→ Extract provided
* * * * *
Reputation: 518
I am a newbie to scala programming and I am currently working with RDD. I am trying to pass an RDD to a function and would like the function to return so that I can store it to a new RDD. For the purpose I am using map. But map is invoking the function twice whereas there is only one entry inside the RDD. It works fine when I used collect.foreach() instead of map but I am unable to save the updates values in a new RDD as its returning a value in Unit.
This code returns the value from the update function but invokes the function twice:
temp_rdd = my_rdd.map{x => update(x)}
Whereas this one invokes it once perfectly but i cannot modify the RDD values:
my_rdd.collect().foreach{x => update(x)}
The foreach function returns a format in 'Unit' due to ehich I cannot save it in a new RDD. I am looking for a way to store the updated values in a new RDD.
* * * * *
→ Supplied information

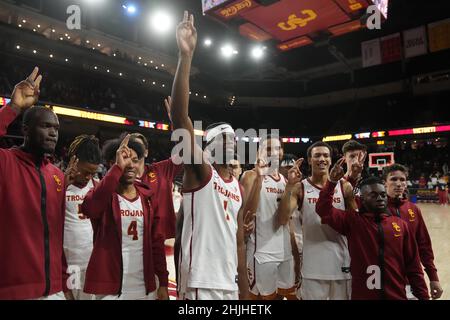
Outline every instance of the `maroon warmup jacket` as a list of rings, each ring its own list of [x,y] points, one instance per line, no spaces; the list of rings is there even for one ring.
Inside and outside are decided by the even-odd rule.
[[[407,279],[414,295],[428,300],[419,252],[408,225],[388,214],[358,213],[333,207],[335,184],[328,182],[320,192],[316,211],[322,223],[345,235],[351,257],[353,300],[406,300]],[[374,268],[380,271],[380,286],[368,286]]]
[[[153,210],[160,217],[160,230],[164,239],[175,238],[176,215],[173,208],[172,182],[183,170],[183,165],[176,165],[172,159],[145,166],[142,181],[150,186]]]
[[[116,189],[122,170],[114,165],[100,183],[84,198],[83,214],[91,219],[94,248],[86,270],[84,291],[91,294],[120,295],[122,293],[122,222]],[[164,238],[157,232],[160,218],[152,210],[151,191],[147,185],[135,184],[144,210],[144,281],[147,294],[159,284],[167,287]]]
[[[419,247],[420,261],[425,267],[425,272],[430,281],[439,281],[437,269],[434,266],[430,235],[420,209],[407,199],[393,198],[389,198],[388,208],[393,216],[402,218],[408,224],[408,228]]]
[[[17,114],[0,109],[0,137]],[[0,299],[67,290],[64,174],[48,159],[0,149]]]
* * * * *
Please retype the Scala RDD post above in full, word for word.

→ Answer to this task
Reputation: 518
I am a newbie to scala programming and I am currently working with RDD. I am trying to pass an RDD to a function and would like the function to return so that I can store it to a new RDD. For the purpose I am using map. But map is invoking the function twice whereas there is only one entry inside the RDD. It works fine when I used collect.foreach() instead of map but I am unable to save the updates values in a new RDD as its returning a value in Unit.
This code returns the value from the update function but invokes the function twice:
temp_rdd = my_rdd.map{x => update(x)}
Whereas this one invokes it once perfectly but i cannot modify the RDD values:
my_rdd.collect().foreach{x => update(x)}
The foreach function returns a format in 'Unit' due to ehich I cannot save it in a new RDD. I am looking for a way to store the updated values in a new RDD.